#### Given data ####

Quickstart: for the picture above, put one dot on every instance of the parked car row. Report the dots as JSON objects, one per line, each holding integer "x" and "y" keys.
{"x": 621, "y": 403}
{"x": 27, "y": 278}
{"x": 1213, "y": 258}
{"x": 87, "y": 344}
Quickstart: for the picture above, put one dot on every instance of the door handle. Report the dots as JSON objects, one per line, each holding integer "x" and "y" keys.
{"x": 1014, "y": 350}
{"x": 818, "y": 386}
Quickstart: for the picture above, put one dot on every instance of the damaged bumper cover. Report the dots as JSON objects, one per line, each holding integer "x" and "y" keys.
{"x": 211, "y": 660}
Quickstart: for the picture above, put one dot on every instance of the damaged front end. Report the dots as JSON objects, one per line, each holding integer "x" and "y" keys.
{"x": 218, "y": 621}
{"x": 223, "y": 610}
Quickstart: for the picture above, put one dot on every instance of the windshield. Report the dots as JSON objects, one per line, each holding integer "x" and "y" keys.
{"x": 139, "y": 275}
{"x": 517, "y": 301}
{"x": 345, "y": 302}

####
#### Given data ####

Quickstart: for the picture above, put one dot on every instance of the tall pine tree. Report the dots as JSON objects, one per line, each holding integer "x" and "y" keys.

####

▶ [Objective]: How many of the lines above contain the word "damaged"? Reply with the number alone.

▶ [Result of this task]: 2